• _EXERCISE REQUIREMENTS_:
In the entries below, the word "patterned" appears on some lines. Copy each of those lines.
══ SOURCE MATERIAL ══
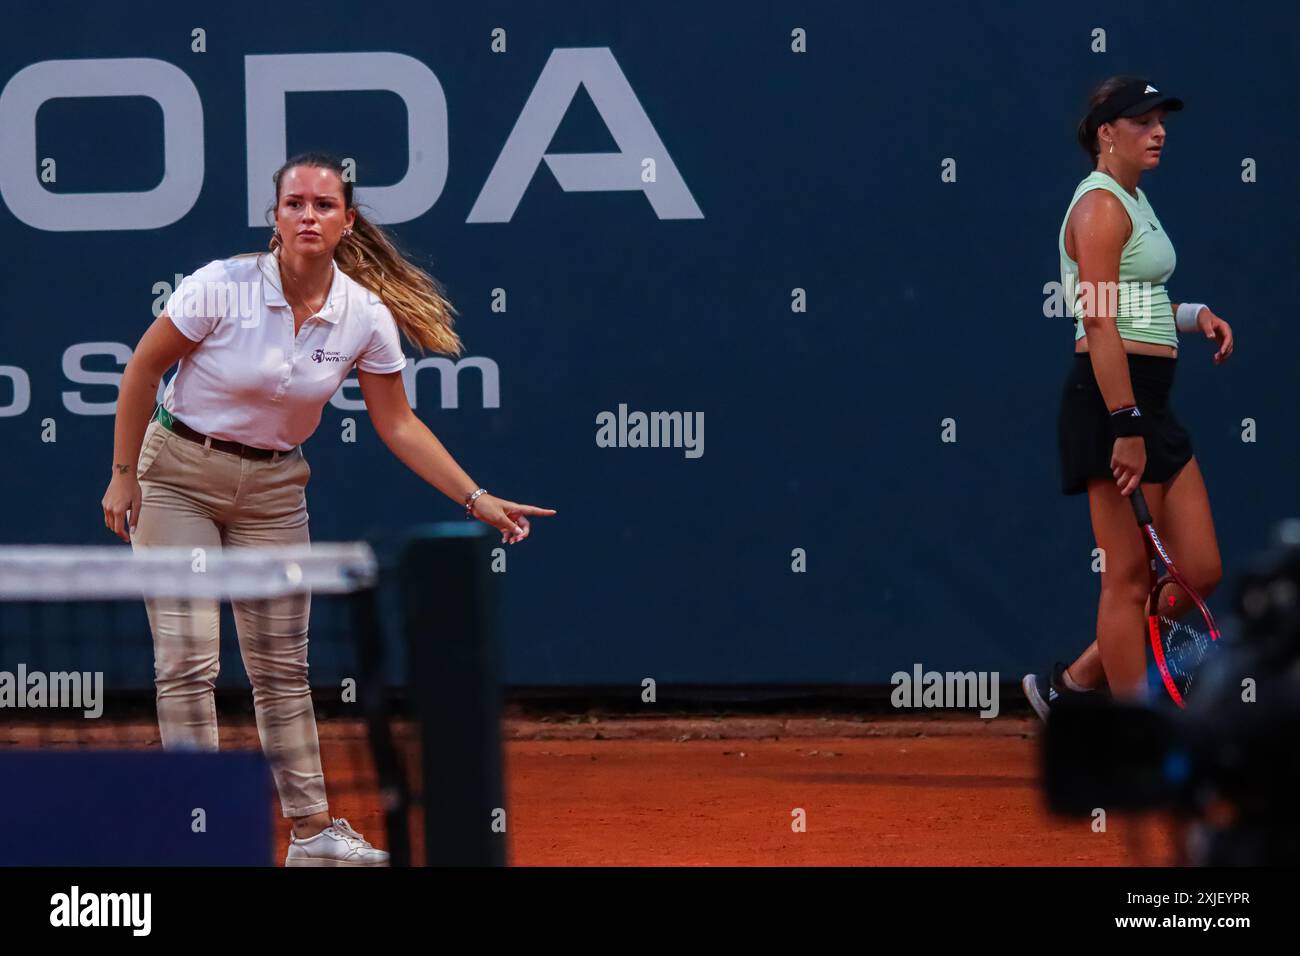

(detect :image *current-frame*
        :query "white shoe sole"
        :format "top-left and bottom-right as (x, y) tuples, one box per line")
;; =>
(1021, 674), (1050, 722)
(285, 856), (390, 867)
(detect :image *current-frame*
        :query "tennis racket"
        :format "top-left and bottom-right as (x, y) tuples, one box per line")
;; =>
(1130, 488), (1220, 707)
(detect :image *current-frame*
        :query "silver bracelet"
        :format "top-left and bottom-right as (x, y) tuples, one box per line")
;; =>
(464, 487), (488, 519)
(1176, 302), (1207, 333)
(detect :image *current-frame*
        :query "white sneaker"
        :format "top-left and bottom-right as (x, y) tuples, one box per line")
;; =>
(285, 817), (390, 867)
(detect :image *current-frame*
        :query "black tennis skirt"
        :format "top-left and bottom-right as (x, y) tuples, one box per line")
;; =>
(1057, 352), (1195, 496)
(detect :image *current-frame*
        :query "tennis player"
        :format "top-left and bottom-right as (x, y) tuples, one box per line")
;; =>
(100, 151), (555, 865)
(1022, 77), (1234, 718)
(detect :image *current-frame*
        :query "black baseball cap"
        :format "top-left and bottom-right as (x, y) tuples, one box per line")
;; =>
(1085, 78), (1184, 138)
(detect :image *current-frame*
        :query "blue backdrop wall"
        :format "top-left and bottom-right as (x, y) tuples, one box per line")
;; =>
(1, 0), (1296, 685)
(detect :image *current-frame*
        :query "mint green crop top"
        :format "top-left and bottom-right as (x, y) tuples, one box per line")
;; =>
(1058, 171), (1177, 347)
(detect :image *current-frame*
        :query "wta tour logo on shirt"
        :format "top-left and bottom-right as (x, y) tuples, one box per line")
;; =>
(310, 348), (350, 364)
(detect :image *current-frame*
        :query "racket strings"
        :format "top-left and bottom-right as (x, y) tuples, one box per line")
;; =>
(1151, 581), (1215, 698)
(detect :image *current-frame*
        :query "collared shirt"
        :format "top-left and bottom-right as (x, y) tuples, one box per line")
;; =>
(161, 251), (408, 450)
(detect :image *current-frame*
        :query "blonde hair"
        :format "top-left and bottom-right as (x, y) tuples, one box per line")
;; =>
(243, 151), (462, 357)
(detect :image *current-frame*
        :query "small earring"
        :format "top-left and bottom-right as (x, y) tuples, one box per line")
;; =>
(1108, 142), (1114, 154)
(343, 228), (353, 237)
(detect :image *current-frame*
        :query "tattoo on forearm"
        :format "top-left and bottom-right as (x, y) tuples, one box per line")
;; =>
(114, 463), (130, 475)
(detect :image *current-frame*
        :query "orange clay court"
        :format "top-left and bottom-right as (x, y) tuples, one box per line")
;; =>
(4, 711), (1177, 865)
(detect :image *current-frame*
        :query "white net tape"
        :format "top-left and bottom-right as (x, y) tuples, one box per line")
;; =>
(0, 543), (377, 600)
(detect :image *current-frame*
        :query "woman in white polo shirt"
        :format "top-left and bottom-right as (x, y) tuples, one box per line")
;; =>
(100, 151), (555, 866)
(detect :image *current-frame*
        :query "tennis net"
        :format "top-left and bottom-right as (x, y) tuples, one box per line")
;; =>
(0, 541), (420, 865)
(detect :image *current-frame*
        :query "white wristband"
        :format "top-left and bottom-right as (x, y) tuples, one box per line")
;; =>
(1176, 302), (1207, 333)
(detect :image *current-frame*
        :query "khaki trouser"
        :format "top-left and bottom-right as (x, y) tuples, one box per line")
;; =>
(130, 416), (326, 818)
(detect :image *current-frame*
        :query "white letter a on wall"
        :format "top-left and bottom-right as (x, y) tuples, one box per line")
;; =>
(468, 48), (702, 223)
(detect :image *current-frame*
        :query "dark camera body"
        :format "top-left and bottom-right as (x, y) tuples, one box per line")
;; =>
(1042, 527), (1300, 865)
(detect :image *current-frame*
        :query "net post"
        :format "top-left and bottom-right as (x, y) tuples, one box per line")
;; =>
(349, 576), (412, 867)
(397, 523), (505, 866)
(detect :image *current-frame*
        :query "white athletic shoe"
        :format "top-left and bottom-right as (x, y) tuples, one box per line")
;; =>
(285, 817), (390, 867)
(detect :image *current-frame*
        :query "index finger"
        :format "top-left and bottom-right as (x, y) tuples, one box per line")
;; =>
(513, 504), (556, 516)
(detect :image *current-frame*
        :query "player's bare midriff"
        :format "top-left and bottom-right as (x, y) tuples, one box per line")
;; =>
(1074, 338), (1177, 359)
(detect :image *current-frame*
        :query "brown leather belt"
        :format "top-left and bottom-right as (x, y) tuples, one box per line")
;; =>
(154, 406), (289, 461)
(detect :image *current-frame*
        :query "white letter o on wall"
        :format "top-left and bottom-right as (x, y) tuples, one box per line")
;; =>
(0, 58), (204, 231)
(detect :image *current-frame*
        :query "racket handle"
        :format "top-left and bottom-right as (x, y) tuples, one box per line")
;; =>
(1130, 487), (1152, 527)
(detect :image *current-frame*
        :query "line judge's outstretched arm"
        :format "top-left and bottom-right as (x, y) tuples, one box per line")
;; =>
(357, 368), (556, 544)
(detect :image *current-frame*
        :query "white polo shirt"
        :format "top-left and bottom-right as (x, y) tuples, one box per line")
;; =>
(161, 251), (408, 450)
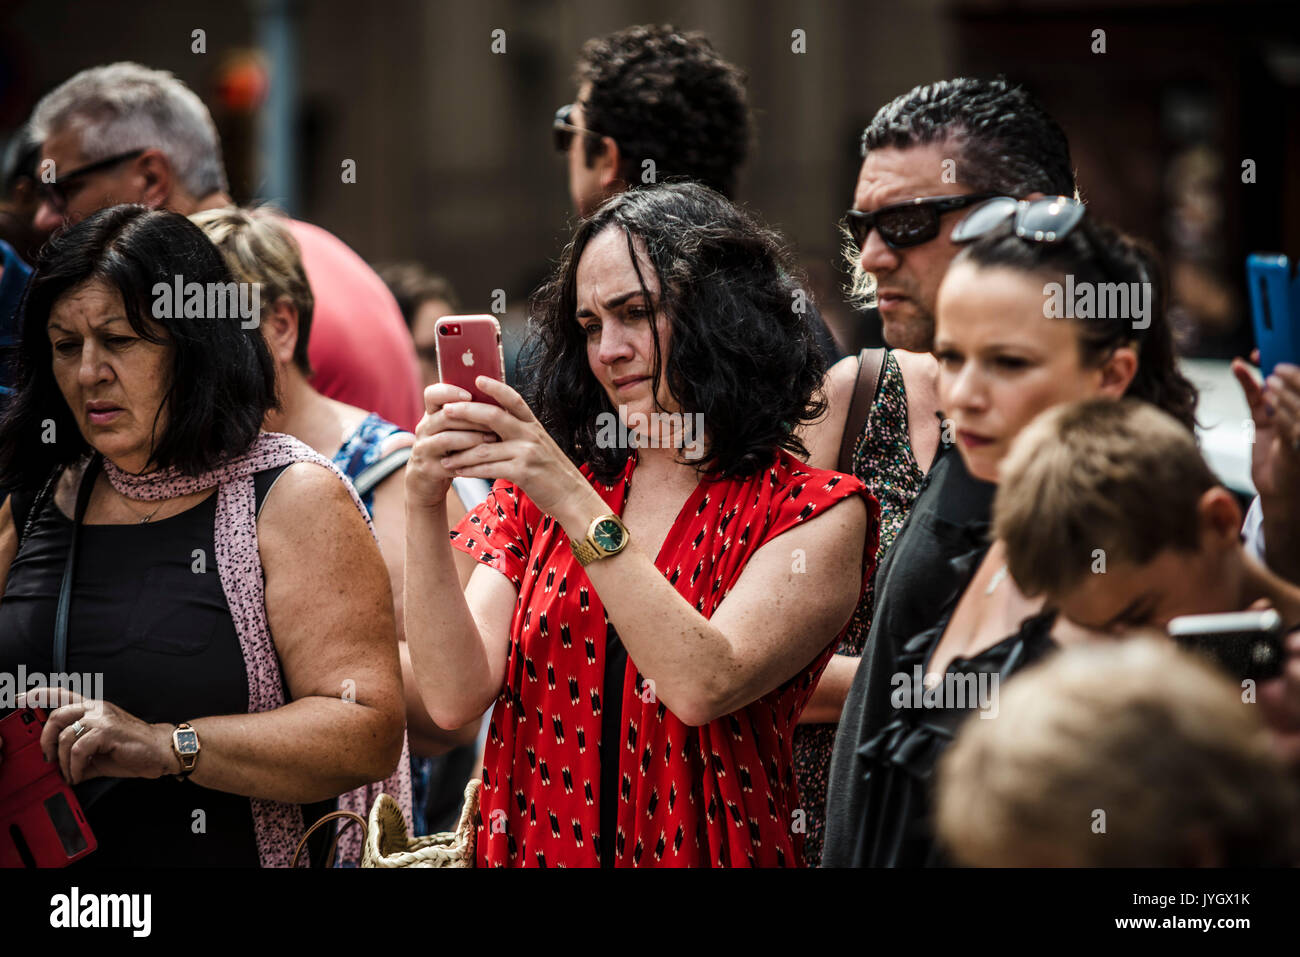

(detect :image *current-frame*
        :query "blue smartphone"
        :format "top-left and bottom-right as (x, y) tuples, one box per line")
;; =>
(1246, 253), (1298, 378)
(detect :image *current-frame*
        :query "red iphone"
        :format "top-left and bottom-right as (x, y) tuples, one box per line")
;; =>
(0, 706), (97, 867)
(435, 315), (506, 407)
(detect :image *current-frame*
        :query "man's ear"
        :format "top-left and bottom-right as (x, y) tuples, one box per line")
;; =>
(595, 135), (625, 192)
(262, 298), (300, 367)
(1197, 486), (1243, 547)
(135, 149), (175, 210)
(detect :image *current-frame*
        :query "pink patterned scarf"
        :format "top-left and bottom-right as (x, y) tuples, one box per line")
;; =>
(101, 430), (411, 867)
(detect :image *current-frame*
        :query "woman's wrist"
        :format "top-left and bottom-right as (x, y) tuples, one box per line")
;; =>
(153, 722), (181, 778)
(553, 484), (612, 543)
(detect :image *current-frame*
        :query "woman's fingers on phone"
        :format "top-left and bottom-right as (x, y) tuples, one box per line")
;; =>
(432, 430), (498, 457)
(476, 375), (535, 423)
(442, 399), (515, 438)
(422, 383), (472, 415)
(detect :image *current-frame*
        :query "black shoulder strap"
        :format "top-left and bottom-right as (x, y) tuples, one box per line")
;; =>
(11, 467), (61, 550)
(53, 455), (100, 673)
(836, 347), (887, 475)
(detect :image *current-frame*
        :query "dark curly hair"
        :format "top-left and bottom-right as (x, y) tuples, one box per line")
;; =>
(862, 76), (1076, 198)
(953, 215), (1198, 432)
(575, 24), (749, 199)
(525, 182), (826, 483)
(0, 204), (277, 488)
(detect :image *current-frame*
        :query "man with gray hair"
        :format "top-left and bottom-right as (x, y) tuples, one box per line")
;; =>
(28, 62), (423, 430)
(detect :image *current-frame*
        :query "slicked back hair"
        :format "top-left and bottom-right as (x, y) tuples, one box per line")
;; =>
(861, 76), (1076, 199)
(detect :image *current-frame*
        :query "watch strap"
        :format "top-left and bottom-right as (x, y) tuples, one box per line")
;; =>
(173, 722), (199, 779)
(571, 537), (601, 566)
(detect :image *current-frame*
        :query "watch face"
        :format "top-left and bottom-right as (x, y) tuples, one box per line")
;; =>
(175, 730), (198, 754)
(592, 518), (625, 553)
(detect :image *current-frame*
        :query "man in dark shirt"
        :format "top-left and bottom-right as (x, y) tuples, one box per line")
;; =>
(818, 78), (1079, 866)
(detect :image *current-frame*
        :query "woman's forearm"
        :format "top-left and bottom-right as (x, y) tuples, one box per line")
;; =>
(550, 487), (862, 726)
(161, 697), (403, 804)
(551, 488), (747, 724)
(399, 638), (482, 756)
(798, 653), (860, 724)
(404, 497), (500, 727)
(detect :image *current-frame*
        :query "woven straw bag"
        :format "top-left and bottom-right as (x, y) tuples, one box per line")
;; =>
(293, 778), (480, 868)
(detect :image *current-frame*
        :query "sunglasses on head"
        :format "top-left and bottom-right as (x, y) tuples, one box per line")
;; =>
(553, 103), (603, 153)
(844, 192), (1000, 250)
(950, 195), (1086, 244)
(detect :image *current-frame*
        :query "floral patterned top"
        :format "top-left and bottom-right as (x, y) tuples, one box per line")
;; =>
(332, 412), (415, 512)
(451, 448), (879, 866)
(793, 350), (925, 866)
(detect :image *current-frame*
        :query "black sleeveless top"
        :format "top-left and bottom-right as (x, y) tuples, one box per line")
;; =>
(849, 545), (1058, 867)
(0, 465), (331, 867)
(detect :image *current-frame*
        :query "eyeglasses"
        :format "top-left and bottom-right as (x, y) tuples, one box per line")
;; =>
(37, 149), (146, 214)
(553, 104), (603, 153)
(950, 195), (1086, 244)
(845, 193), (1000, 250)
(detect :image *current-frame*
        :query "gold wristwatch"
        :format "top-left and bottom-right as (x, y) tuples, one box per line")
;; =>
═══
• _TASK OUTPUT_:
        :query "pink patterned scarf"
        :query "floral patterned top"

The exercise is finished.